An unpublished opinion of the North Carolina Court of Appeals does not constitute controlling legal authority. Citation is disfavored, but may be permitted in accordance with the provisions of Rule 30(e)(3) of the North Carolina Rules of Appellate Proced ure.

NO. COA04-800

NORTH CAROLINA COURT OF APPEALS

Filed: 5 April 2005

STATE OF NORTH CAROLINA

         v.                        Caswell County
                                No. 03 CRS 75
TERRANCE O'BRIAN BIGELOW
    

    Appeal by defendant from judgment entered 11 December 2003 by Judge W. Osmond Smith, III, in Caswell County Superior Court. Heard in the Court of Appeals 4 April 2005.

    Attorney General Roy Cooper, by Assistant Attorney General Brandon L. Truman, for the State.

    Jon W. Myers for defendant-appellant.

    ELMORE, Judge.

    On 14 January 2003, the Caswell County grand jury indicted defendant on a charge of first degree burglary. Under the terms of a plea arrangement, the State agreed to dismiss a charge of first degree murder pending against defendant. Defendant's counsel informed the trial court in open court prior to entry of defendant's plea that the State had agreed to the deal in exchange for defendant's testimony in a first degree murder case.
    On 13 November 2003, defendant pled guilty to first degree burglary pursuant to North Carolina v. Alford, 400 U.S. 25, 27 L. Ed. 2d 162 (1970). Defendant moved for a change of venue so that Judge Orlando Hudson, who had heard his testimony at the firstdegree murder trial, could sentence him. Following the trial court's denial of his motion, he stipulated to the State's presentation of the factual basis for his plea . The trial court accepted the plea, but deferred sentencing at defendant's request until a later date in December of 2003.
    At defendant's sentencing hearing on 11 December 2003, the trial court again denied defendant's request that Judge Hudson sentence him. Three witnesses then testified during the hearing, and the evidence tended to show the following: James Henderson (Henderson) saw defendant leave the residence of Marcus Sellars (Sellars) with his brother and Otis Hightower (Hightower) on 4 January 2003. Terry Richmond, Jr. (Richmond) testified he saw Lenny Benoit (Benoit) enter the home of James Edgar Williamson (Williamson) that same evening after 8:00 p.m. Shortly after hearing a gunshot, Richmond saw two people run out of the home and heard the victim call out a girlfriend's name. He entered the home and discovered that Benoit had been shot. Williamson stated that about $300.00 in cash and less than a pound of marijuana were taken from his home during the burglary on 4 January 2003. Henderson stated defendant returned to Sellar's residence that same evening with his brother and Hightower, and he saw Hightower dividing marijuana with them.
    The trial court received defendant's statement to officers and his testimony at Hightower's trial into evidence. At Hightower's trial, defendant said he went to Sellars's residence at noon on 4 January 2003. Defendant's brother arrived around 4:30 p.m. Atabout 5:30 p.m., Hightower arrived with a gun in his hand and announced that he needed to commit a robbery. Hightower asked defendant and his brother if they wanted to help him. Upon learning that Williamson was the intended victim, defendant indicated he knew Williamson and was not interested. Sellars, who was defendant's cousin, told Hightower that defendant and his brother needed to go with Hightower to the store to get some beer and blunts. Before they left, defendant was given a .38 caliber revolver and a black ski mask. His brother was given a .25 caliber automatic and a knee-high stocking. In his statement, defendant said he and his brother kept asking Hightower while they were riding in Hightower's car to tell them whom they were going to rob.

☆ ☆ ☆ ☆ ☆ ☆ ☆

What needs to be done:
Pick up the appeals court opinion on the burglary plea where it stops and write the next part.

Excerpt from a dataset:
☆ ☆ ☆ ☆ ☆ ☆ ☆

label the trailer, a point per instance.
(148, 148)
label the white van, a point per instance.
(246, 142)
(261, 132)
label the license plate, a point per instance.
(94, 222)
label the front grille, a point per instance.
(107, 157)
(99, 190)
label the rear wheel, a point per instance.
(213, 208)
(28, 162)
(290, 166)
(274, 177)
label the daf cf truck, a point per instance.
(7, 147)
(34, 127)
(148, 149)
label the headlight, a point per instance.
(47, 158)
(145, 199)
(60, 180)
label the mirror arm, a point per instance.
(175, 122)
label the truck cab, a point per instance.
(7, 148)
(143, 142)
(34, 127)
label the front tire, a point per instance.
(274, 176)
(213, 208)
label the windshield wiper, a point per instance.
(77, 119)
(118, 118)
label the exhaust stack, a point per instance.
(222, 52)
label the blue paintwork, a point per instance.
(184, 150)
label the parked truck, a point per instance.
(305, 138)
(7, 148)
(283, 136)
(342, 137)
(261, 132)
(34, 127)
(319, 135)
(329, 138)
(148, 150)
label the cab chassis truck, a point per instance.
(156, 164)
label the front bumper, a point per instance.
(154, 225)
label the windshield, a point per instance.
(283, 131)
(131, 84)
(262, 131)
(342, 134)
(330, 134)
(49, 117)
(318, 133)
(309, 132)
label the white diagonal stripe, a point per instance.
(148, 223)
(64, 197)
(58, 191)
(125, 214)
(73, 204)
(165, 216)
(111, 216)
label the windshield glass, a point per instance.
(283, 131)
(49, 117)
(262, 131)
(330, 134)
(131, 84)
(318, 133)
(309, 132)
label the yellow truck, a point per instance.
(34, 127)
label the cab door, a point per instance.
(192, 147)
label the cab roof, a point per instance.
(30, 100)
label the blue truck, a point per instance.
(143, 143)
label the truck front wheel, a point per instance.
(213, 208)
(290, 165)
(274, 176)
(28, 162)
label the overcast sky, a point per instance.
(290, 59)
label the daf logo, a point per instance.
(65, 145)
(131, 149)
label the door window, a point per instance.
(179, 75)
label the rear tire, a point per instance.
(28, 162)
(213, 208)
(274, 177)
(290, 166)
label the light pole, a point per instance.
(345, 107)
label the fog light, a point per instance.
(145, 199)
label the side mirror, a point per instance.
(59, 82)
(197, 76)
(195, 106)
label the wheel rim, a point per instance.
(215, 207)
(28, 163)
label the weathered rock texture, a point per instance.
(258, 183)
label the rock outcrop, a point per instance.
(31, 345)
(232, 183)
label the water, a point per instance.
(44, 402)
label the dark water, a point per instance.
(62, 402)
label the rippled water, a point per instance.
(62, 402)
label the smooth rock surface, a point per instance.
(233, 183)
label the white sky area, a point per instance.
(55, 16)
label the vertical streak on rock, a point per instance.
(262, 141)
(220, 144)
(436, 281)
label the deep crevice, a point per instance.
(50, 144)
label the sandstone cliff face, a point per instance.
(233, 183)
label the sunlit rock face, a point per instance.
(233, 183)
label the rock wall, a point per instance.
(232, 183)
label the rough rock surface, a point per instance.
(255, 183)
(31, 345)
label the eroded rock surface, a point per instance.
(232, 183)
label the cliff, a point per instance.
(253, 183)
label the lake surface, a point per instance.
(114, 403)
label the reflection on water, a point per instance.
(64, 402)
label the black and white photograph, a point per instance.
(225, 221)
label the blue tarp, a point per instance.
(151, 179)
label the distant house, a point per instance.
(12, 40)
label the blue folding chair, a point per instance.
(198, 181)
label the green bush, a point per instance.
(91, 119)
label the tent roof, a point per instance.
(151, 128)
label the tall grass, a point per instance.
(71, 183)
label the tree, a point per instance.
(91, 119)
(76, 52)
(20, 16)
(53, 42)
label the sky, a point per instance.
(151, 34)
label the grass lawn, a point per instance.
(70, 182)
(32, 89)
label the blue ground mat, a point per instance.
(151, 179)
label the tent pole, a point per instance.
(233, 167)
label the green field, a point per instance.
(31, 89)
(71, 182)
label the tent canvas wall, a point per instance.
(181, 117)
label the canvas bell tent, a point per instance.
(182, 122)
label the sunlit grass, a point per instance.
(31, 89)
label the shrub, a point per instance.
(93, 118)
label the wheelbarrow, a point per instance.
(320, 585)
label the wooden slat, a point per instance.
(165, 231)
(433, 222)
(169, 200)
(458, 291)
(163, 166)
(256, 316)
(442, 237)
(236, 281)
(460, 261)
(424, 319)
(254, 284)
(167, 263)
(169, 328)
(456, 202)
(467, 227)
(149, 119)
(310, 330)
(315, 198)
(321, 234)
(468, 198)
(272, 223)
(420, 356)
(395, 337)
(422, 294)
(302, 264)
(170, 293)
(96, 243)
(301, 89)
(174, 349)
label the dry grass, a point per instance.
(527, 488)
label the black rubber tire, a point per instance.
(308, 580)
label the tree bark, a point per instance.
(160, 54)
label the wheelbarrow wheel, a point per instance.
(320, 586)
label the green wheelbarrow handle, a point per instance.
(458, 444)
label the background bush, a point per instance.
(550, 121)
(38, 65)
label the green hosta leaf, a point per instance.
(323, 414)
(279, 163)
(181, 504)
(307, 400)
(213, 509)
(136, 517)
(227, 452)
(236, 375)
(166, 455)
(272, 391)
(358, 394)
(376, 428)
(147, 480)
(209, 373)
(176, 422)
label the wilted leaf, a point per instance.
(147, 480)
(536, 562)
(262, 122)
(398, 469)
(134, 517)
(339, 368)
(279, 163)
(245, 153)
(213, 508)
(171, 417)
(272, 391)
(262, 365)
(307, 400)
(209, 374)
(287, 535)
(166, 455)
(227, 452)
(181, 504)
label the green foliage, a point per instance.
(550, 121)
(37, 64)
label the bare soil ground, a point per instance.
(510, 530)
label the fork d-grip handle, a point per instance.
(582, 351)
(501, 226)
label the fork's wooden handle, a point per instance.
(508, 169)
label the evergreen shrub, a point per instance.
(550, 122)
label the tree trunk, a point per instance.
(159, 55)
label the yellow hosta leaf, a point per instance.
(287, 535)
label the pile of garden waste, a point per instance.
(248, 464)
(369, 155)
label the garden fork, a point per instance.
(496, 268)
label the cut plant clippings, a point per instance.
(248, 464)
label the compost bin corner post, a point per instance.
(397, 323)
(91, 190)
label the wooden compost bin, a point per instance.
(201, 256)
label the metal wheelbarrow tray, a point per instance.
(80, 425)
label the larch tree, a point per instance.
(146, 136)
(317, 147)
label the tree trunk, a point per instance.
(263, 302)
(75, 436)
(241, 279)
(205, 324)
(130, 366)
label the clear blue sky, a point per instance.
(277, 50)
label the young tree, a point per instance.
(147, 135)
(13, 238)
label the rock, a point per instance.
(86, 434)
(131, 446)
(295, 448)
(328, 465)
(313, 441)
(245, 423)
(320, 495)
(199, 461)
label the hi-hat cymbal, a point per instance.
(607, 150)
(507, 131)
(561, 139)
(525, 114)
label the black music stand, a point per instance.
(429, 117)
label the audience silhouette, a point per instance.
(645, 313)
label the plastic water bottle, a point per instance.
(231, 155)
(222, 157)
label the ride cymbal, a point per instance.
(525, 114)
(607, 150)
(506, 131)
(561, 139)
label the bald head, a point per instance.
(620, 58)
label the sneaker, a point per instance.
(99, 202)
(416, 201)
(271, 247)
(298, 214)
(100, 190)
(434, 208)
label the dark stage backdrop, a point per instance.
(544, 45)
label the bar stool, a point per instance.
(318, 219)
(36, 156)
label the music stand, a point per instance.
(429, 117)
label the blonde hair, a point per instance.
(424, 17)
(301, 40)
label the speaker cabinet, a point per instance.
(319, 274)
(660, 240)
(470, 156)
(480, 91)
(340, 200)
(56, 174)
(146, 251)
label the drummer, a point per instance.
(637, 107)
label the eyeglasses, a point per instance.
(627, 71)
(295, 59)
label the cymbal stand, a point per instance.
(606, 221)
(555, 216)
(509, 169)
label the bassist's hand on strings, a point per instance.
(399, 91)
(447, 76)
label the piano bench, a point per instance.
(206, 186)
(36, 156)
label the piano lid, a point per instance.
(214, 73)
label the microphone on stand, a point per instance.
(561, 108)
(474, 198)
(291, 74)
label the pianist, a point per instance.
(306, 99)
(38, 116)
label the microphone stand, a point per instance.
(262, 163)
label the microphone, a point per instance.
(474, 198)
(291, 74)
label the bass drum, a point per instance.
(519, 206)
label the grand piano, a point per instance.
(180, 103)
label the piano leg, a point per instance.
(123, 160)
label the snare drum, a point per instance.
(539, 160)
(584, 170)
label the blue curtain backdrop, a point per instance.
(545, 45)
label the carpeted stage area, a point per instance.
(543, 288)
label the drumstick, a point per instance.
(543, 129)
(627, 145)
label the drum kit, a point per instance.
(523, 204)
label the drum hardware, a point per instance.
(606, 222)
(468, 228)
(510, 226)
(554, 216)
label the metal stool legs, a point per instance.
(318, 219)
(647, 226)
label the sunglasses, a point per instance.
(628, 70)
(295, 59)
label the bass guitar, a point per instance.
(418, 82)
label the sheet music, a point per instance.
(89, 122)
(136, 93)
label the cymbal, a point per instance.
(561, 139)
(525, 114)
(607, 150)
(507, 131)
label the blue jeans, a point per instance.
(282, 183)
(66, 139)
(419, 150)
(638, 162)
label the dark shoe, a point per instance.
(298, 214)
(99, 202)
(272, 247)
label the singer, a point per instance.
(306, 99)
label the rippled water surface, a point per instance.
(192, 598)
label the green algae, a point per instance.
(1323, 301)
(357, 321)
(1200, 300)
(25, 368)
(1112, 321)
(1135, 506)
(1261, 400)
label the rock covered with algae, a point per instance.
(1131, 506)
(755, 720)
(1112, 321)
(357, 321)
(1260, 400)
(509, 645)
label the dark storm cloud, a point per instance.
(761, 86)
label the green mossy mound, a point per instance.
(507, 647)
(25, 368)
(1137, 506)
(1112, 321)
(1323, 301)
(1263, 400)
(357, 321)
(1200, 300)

☆ ☆ ☆ ☆ ☆ ☆ ☆

Response to this task:
    As they were returning from the store, Hightower informed defendant and his brother that they were going to rob Williamson. Hightower refused their requests to let them out of the car and told them that they would need to jump out of the moving vehicle. Hightower parked two houses away from Williamson's home and threatened to shoot defendant and his brother if they acted timid once they entered Williamson's home.
     Defendant and his brother got out of the car, pulled on their masks, and followed Hightower. They were behind Hightower on the porch when he kicked in the front door, and they followed him inside the home. As Hightower held a gun to a woman's head, he told defendant and his brother to go and find the marijuana. During his search, defendant saw a girl in another room and told her to sit down and not to say anything. In response toHightower's threats and demands, the woman eventually retrieved a bag of marijuana and gave it to Hightower. Hightower then went into the kitchen, and defendant and his brother followed. While they were in the kitchen, Benoit entered the room through an outside door and recognized defendant and his brother. After Benoit said the names of defendant and his brother, Hightower fatally shot him. Defendant and his brother ran out of the home and waited for Hightower in his car. The three men returned to Sellars's residence, and Hightower divided the marijuana with defendant, his brother and Sellars.
    Officers came to defendant's home on 13 January 2003 and brought him and his brother in for questioning. Defendant described his first statement to S.B.I. Detective Danny Mayes and Investigator Mike New as “nine pages of lies.” When the officers challenged the veracity of his statement, defendant gave the statement about the events of 4 January 2003 which was admitted into evidence at his sentencing hearing.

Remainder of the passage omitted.